Records contained in a dataset:
*-*-*

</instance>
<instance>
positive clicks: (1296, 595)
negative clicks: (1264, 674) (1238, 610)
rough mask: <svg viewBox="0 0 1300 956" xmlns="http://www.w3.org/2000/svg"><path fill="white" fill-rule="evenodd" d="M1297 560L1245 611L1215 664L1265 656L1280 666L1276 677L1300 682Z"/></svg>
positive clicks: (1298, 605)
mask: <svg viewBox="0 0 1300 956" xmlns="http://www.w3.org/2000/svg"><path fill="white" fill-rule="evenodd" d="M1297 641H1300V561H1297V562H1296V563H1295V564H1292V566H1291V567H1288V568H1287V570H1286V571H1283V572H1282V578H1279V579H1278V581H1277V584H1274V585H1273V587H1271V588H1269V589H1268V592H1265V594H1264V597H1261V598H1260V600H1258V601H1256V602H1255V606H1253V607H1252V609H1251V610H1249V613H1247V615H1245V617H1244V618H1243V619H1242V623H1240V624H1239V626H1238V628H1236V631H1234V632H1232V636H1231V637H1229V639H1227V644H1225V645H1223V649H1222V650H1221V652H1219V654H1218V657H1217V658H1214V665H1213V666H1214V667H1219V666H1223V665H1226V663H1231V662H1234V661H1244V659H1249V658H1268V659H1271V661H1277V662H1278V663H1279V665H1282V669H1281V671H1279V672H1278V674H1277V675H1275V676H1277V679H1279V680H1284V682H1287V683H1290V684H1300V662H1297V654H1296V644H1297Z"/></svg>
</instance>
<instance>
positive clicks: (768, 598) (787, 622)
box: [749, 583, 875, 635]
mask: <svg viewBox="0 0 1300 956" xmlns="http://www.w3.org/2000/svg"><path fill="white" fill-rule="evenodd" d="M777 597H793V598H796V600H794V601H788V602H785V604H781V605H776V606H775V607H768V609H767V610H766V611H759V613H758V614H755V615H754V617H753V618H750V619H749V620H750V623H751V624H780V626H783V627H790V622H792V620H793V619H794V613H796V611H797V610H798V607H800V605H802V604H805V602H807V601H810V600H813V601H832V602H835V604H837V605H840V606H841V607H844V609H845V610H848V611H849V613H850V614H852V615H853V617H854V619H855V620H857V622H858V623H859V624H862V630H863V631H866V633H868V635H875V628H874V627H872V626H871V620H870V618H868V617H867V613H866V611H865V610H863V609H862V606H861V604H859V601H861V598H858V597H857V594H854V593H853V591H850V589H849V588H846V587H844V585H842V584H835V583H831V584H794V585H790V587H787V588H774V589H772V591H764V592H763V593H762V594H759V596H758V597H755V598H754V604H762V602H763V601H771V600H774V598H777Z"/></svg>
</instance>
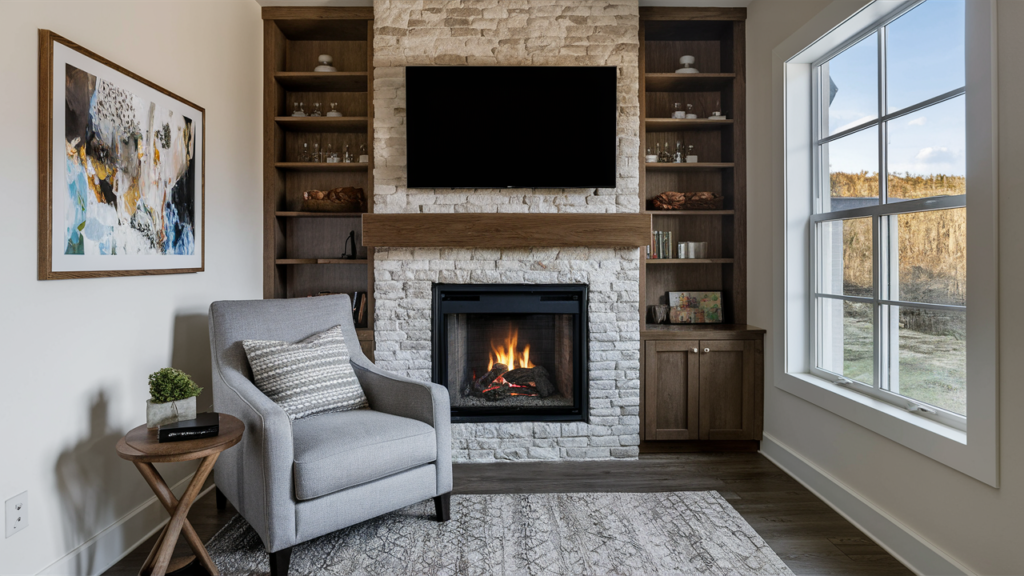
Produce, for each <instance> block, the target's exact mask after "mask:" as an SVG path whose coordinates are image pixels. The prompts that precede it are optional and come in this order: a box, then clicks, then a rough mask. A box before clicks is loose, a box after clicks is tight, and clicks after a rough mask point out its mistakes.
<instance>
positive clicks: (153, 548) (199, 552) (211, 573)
mask: <svg viewBox="0 0 1024 576" xmlns="http://www.w3.org/2000/svg"><path fill="white" fill-rule="evenodd" d="M219 455H220V453H219V452H218V453H215V454H211V455H210V456H207V457H205V458H203V461H202V462H201V463H200V465H199V469H198V470H196V476H194V477H193V480H191V482H190V483H188V488H187V489H186V490H185V493H184V494H182V495H181V499H180V500H178V499H177V498H175V497H174V494H173V493H172V492H171V489H170V488H168V486H167V483H166V482H164V479H163V477H161V476H160V472H159V471H157V468H156V466H154V465H153V464H152V463H150V462H133V463H134V464H135V467H137V468H138V471H139V472H141V475H142V478H144V479H145V482H146V483H147V484H148V485H150V488H152V489H153V492H154V494H156V495H157V499H159V500H160V503H161V504H163V505H164V507H165V508H167V511H168V512H170V515H171V521H170V522H168V523H167V526H165V527H164V530H163V532H161V533H160V537H159V538H157V543H156V545H154V546H153V550H152V551H151V552H150V557H148V558H146V559H145V563H144V564H142V569H141V570H139V572H138V573H139V576H164V574H167V573H168V572H173V571H175V570H179V569H181V568H184V567H185V566H187V565H188V564H190V563H193V562H195V561H196V560H199V564H200V566H202V567H203V568H205V569H206V572H207V573H208V574H210V576H219V574H220V572H219V571H218V570H217V567H216V566H215V565H214V564H213V561H212V560H210V554H209V553H207V551H206V546H204V545H203V541H202V540H200V539H199V535H198V534H196V529H194V528H193V526H191V524H189V523H188V519H187V518H186V517H187V516H188V508H190V507H191V505H193V502H195V501H196V497H197V496H199V493H200V490H202V489H203V484H204V483H205V482H206V478H207V477H208V476H210V471H212V470H213V464H214V462H216V461H217V456H219ZM181 533H184V536H185V542H187V543H188V547H190V548H191V549H193V553H195V554H196V556H195V558H193V557H188V558H183V559H179V560H176V561H174V562H172V561H171V554H172V553H173V552H174V544H175V543H176V542H177V541H178V536H179V535H180V534H181Z"/></svg>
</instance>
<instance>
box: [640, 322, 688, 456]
mask: <svg viewBox="0 0 1024 576" xmlns="http://www.w3.org/2000/svg"><path fill="white" fill-rule="evenodd" d="M699 343H700V342H698V341H697V340H648V341H647V342H646V348H645V358H644V437H645V439H646V440H696V438H697V394H698V387H697V381H698V361H697V358H698V357H699V354H698V353H697V349H698V346H699Z"/></svg>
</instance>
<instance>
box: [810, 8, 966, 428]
mask: <svg viewBox="0 0 1024 576" xmlns="http://www.w3.org/2000/svg"><path fill="white" fill-rule="evenodd" d="M927 1H928V0H911V1H909V2H907V3H906V4H903V5H901V6H900V7H899V8H898V9H896V10H893V11H892V12H890V13H888V14H886V16H885V17H883V18H881V19H880V20H878V22H876V23H874V24H872V25H871V26H869V27H867V28H865V29H864V30H862V31H861V32H860V33H859V34H857V35H855V36H853V37H852V38H850V39H849V40H847V41H845V42H843V44H841V45H840V46H838V47H836V48H834V49H831V50H829V51H828V52H827V53H825V54H824V55H823V56H821V57H819V58H817V59H816V60H814V61H813V63H811V75H812V77H811V89H812V90H813V92H812V94H811V129H812V132H813V133H812V142H813V146H812V147H811V166H812V170H813V180H812V182H813V183H812V187H813V200H812V202H813V213H812V215H811V227H810V234H811V239H810V241H809V242H810V252H811V256H810V264H811V271H810V281H811V287H810V291H811V293H812V294H813V296H814V297H813V299H812V301H811V310H810V317H811V323H810V330H811V338H810V346H811V349H810V355H811V356H810V357H811V359H815V361H814V362H812V363H811V365H810V367H809V368H810V372H811V374H814V375H816V376H819V377H821V378H825V379H827V380H831V381H833V382H837V383H839V384H841V385H845V386H848V387H849V388H850V389H854V390H857V392H860V393H862V394H866V395H868V396H871V397H872V398H876V399H878V400H881V401H883V402H888V403H889V404H893V405H895V406H898V407H900V408H903V409H906V410H910V411H913V412H918V413H919V414H920V415H921V416H922V417H924V418H931V419H933V420H936V421H938V422H941V423H943V424H945V425H948V426H952V427H954V428H957V429H961V430H967V417H966V416H964V415H961V414H956V413H953V412H950V411H948V410H944V409H942V408H940V407H937V406H933V405H929V404H927V403H924V402H919V401H915V400H913V399H911V398H908V397H905V396H900V395H899V394H896V393H894V392H892V390H893V386H895V389H897V390H898V386H899V384H898V382H899V379H898V374H896V375H893V374H890V369H889V368H890V364H894V363H891V362H889V360H890V359H891V358H894V357H895V358H898V355H899V341H898V335H894V331H893V330H892V324H893V319H892V318H885V315H884V314H883V310H890V311H892V310H893V308H892V307H888V308H884V307H883V306H900V305H905V306H908V307H915V308H926V310H938V311H949V312H967V306H963V305H951V304H933V303H926V302H910V301H902V300H900V299H899V298H894V297H892V296H891V295H890V294H888V293H887V291H888V290H886V287H885V283H884V282H882V280H881V279H882V277H883V272H888V271H885V270H884V268H883V266H887V265H888V266H889V268H890V269H895V266H896V265H898V258H899V254H897V253H893V251H892V247H893V246H894V244H893V243H891V238H892V233H891V232H890V231H888V230H886V227H884V225H883V222H884V221H885V219H884V218H886V217H887V216H889V217H891V216H895V215H897V214H909V213H914V212H921V211H929V210H940V209H948V208H966V207H967V195H961V196H943V197H933V198H921V199H915V200H908V201H901V202H899V203H894V204H890V203H888V189H889V187H888V178H887V176H888V155H887V150H888V142H887V136H888V131H887V127H888V125H889V123H890V122H891V121H893V120H897V119H899V118H902V117H904V116H907V115H910V114H913V113H916V112H920V111H922V110H924V109H927V108H929V107H931V106H935V105H938V104H941V102H944V101H947V100H950V99H952V98H956V97H959V96H963V95H965V93H966V91H967V86H966V84H965V85H964V86H959V87H957V88H955V89H953V90H949V91H947V92H945V93H942V94H939V95H936V96H933V97H931V98H928V99H925V100H923V101H920V102H916V104H913V105H911V106H907V107H904V108H902V109H900V110H898V111H896V112H892V113H888V112H886V111H887V110H888V102H887V101H886V55H887V36H886V27H887V26H889V25H890V24H892V23H893V22H895V20H896V19H898V18H900V17H901V16H903V15H904V14H906V13H907V12H909V11H910V10H913V9H914V8H916V7H918V6H920V5H922V4H924V3H925V2H927ZM872 35H876V42H877V43H878V48H877V51H876V56H877V58H878V61H877V63H876V70H877V72H878V85H877V87H876V89H877V91H878V93H877V96H878V101H877V107H878V109H877V111H876V112H878V113H879V114H878V115H877V116H876V117H874V118H873V119H872V120H868V121H865V122H862V123H860V124H857V125H856V126H853V127H851V128H847V129H845V130H843V131H840V132H836V133H835V134H827V130H823V129H822V125H821V124H822V117H823V112H824V110H825V109H826V107H827V102H826V97H827V90H823V89H822V87H823V86H825V85H826V84H825V81H826V80H827V78H826V77H825V76H824V75H825V74H827V73H826V72H825V70H826V69H824V68H823V67H826V66H827V63H828V61H829V60H831V59H833V58H834V57H836V56H838V55H839V54H841V53H843V52H844V51H846V50H847V49H848V48H850V47H852V46H854V45H855V44H857V43H859V42H861V41H862V40H864V39H866V38H869V37H871V36H872ZM872 127H873V128H877V136H878V141H879V143H878V151H879V160H878V162H879V163H878V168H879V204H877V205H874V206H865V207H861V208H853V209H847V210H837V211H827V204H828V199H829V181H828V170H827V169H826V168H825V166H827V159H826V158H825V157H824V152H823V148H824V145H826V143H828V142H833V141H837V140H839V139H841V138H843V137H846V136H849V135H852V134H855V133H857V132H860V131H862V130H865V129H870V128H872ZM823 134H824V135H823ZM965 136H966V134H965ZM859 217H868V218H870V219H871V230H872V231H873V234H872V237H873V238H872V249H873V257H872V258H871V260H872V263H873V265H872V268H873V271H872V275H871V277H872V279H873V284H874V286H873V290H872V295H871V296H870V297H863V296H850V295H843V294H830V293H826V292H824V291H822V290H821V286H822V280H823V279H824V276H825V274H824V272H823V271H822V269H821V264H822V262H823V261H824V259H825V258H823V257H822V255H821V254H818V253H817V248H818V247H819V246H820V245H821V244H822V240H823V239H822V238H820V237H819V236H818V235H819V232H820V231H819V230H818V229H817V224H820V223H823V222H829V221H838V220H843V219H847V218H859ZM891 221H892V220H890V222H891ZM886 247H889V248H890V250H889V251H888V253H886V252H884V251H883V250H884V249H885V248H886ZM886 276H888V277H892V276H893V274H892V273H890V274H888V275H886ZM880 287H881V289H880ZM889 289H890V290H891V289H892V286H891V285H890V286H889ZM822 299H825V300H828V299H834V300H839V301H852V302H860V303H865V304H870V305H871V308H872V315H873V318H872V322H871V326H872V330H873V338H872V341H873V344H874V345H873V347H874V351H873V354H872V362H871V363H872V366H873V368H874V375H873V376H874V377H873V378H872V383H871V384H867V383H863V382H859V381H856V380H852V379H849V378H846V377H844V376H843V375H842V374H837V373H835V372H829V371H827V370H825V369H823V368H821V367H819V366H818V365H817V364H818V363H817V361H816V359H818V358H821V354H822V352H823V349H824V348H825V347H827V346H824V345H822V344H823V337H824V334H823V332H824V331H823V330H821V329H820V327H821V320H822V316H823V311H822V308H821V305H820V304H821V302H822ZM893 312H895V311H893ZM896 314H898V313H896ZM894 371H895V370H894ZM884 385H885V386H889V387H888V389H887V388H886V387H883V386H884Z"/></svg>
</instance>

*-*-*

## Work required:
Where does the string "positive" appear in the records? Copy every line that holds it.

## Answer to the exercise:
positive clicks: (1296, 595)
positive clicks: (1298, 605)
positive clicks: (768, 598) (787, 622)
positive clicks: (153, 548) (199, 552) (211, 573)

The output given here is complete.